What is expected - Rewrite the rows from the one containing "Find the fish" through the end of the rows, replacing "fish mouth" with "mouth of the fish" and leaving everything else unchanged.
++++++++++
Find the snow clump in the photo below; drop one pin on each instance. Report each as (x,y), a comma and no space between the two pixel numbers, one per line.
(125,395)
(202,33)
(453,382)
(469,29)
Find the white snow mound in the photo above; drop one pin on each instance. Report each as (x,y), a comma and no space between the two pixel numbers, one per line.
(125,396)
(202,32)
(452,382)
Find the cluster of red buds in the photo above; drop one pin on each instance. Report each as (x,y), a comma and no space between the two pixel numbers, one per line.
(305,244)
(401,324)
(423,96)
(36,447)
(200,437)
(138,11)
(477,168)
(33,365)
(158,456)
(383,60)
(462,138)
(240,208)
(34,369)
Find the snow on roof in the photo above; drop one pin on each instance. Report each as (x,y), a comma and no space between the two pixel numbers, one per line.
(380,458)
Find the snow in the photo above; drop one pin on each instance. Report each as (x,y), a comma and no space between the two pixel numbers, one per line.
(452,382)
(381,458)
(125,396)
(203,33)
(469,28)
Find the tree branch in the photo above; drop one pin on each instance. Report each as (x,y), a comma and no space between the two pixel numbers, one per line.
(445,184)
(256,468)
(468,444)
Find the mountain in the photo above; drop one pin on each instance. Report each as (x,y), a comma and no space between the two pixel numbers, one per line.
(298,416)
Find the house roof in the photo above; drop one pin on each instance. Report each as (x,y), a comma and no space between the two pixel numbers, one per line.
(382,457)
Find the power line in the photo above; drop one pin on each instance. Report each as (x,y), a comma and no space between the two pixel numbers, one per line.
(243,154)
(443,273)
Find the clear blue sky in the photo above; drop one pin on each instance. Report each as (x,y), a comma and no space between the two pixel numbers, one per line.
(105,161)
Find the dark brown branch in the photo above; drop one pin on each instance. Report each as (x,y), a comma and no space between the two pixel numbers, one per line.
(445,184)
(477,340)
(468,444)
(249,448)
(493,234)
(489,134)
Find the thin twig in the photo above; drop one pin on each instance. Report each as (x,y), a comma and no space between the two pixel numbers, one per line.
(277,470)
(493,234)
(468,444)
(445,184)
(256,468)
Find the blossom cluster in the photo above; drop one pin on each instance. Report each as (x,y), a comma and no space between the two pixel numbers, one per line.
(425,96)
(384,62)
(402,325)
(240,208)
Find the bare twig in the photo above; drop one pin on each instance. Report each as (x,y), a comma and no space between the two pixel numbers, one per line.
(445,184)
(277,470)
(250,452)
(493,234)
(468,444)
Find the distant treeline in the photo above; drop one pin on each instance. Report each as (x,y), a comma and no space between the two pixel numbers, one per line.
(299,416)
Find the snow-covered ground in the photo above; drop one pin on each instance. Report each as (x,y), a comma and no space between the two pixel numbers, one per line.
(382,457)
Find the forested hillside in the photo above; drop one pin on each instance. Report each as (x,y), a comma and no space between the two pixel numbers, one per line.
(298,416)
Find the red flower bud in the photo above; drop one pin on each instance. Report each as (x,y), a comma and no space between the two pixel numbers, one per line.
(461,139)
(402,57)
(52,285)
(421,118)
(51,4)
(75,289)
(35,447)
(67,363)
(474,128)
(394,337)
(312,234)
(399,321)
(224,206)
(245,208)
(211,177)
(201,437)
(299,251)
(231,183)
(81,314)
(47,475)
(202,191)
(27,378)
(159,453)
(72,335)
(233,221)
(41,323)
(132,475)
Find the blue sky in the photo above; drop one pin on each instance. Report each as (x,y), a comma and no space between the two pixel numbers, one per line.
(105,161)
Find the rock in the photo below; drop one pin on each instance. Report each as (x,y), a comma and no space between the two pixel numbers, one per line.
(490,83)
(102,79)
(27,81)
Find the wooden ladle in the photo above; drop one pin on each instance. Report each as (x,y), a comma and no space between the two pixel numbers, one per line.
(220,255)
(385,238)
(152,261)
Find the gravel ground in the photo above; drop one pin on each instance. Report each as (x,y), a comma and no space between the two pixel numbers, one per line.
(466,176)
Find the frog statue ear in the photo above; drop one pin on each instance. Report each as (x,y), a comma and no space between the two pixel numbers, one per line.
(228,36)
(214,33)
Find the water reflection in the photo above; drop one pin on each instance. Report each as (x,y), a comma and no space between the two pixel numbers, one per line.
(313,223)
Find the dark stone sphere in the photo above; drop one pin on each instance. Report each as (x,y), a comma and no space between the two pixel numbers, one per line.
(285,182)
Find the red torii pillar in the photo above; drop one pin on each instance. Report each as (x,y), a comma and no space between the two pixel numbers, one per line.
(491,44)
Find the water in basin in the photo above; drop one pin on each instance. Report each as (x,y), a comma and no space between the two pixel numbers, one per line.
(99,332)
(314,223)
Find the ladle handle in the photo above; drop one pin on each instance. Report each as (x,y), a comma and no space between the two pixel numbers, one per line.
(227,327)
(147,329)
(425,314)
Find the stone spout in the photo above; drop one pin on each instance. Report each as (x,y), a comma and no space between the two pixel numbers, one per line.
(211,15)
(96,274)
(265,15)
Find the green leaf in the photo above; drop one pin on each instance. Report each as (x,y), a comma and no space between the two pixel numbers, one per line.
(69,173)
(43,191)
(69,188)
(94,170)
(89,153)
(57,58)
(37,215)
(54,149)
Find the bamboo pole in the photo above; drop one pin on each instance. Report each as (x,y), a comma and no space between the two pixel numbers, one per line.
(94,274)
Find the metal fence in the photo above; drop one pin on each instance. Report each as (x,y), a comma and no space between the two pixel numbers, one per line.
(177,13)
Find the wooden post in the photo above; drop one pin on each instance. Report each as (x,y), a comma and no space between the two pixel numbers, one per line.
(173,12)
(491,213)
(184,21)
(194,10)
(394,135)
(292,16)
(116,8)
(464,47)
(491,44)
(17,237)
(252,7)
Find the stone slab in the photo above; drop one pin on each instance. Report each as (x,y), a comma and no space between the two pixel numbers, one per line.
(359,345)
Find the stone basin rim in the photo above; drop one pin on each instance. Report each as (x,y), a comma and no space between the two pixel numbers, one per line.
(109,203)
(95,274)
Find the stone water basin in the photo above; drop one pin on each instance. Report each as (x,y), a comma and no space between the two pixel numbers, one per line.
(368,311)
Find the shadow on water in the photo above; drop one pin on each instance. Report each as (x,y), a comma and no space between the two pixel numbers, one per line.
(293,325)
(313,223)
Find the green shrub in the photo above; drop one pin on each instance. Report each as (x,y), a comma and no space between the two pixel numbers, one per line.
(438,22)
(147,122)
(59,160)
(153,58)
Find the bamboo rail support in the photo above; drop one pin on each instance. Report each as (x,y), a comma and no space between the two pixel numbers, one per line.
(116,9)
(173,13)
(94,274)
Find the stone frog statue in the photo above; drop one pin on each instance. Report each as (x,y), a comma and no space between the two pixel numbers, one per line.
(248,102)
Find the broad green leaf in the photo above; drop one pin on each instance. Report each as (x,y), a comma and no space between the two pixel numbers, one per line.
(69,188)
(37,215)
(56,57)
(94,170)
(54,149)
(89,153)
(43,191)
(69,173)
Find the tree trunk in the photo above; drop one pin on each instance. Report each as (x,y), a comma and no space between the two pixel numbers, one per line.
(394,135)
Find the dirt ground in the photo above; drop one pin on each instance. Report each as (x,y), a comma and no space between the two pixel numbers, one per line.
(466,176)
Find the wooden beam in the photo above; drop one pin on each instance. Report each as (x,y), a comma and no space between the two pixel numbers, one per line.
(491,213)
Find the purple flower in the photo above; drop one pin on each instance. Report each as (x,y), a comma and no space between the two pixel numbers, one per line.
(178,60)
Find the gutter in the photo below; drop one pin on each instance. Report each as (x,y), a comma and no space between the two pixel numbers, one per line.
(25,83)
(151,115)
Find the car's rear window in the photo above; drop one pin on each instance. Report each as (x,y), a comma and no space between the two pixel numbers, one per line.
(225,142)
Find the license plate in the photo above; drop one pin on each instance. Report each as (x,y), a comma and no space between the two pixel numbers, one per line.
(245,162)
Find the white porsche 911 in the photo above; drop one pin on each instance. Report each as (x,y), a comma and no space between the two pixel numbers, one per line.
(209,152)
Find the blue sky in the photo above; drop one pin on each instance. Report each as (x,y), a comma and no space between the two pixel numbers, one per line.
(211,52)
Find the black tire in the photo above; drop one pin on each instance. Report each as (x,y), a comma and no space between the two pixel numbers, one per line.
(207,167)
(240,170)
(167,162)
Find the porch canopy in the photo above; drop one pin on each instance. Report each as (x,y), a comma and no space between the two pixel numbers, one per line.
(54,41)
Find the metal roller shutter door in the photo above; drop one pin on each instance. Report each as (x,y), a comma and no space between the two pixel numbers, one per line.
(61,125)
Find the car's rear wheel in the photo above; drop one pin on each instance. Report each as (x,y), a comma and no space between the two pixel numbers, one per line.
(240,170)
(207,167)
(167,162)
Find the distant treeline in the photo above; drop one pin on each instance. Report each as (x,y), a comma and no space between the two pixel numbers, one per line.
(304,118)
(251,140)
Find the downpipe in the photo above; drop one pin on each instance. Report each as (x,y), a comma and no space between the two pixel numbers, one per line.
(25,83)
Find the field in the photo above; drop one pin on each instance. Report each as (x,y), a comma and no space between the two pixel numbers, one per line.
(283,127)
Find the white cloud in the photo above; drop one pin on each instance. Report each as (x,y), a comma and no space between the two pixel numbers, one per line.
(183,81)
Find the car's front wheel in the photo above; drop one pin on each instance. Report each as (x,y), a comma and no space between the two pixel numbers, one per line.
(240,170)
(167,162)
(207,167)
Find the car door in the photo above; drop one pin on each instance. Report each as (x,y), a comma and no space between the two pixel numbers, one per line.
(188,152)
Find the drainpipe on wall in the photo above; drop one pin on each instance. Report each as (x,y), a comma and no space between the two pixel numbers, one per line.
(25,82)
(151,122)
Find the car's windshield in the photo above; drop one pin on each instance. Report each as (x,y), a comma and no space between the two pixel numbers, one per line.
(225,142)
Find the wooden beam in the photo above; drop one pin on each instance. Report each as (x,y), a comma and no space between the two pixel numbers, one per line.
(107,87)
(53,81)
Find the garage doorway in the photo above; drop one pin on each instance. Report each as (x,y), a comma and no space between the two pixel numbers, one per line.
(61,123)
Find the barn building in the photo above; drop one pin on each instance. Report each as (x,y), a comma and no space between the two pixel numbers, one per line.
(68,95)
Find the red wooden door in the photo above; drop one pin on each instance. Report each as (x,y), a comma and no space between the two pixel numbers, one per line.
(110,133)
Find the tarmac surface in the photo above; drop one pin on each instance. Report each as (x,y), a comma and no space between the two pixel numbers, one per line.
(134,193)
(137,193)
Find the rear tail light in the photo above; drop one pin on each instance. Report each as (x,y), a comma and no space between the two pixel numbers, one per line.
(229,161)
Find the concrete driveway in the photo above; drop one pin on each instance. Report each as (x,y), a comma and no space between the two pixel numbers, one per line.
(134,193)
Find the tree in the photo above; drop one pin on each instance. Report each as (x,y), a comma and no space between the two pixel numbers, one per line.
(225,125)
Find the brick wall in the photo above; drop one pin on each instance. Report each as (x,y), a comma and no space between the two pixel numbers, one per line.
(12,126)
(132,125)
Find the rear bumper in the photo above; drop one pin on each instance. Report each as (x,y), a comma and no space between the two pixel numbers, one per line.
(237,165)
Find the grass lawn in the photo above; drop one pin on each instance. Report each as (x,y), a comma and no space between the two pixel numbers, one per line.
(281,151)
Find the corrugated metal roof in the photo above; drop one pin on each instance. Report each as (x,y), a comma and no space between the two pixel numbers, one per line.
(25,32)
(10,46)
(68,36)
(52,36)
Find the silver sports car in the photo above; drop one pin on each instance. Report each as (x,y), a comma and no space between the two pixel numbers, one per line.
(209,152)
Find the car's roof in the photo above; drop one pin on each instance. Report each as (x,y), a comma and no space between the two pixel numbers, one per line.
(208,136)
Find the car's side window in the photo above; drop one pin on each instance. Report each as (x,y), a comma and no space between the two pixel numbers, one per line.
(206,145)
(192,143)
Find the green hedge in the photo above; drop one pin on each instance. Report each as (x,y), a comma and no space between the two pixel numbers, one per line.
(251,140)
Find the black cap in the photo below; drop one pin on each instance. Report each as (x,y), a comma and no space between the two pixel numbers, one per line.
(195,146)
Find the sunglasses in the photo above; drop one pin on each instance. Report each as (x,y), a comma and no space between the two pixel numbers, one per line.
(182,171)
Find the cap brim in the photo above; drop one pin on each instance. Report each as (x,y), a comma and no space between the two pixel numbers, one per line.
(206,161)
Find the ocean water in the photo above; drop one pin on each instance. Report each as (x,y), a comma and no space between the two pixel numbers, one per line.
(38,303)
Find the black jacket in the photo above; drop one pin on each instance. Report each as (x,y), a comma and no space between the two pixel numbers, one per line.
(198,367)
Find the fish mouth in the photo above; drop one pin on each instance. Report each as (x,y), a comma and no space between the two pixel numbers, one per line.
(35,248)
++++++++++
Answer in full -
Find the mouth of the fish in the photo above; drop one pin on each instance. Report each as (x,y), a comma and no space between the two pixel numbers, one per line.
(35,248)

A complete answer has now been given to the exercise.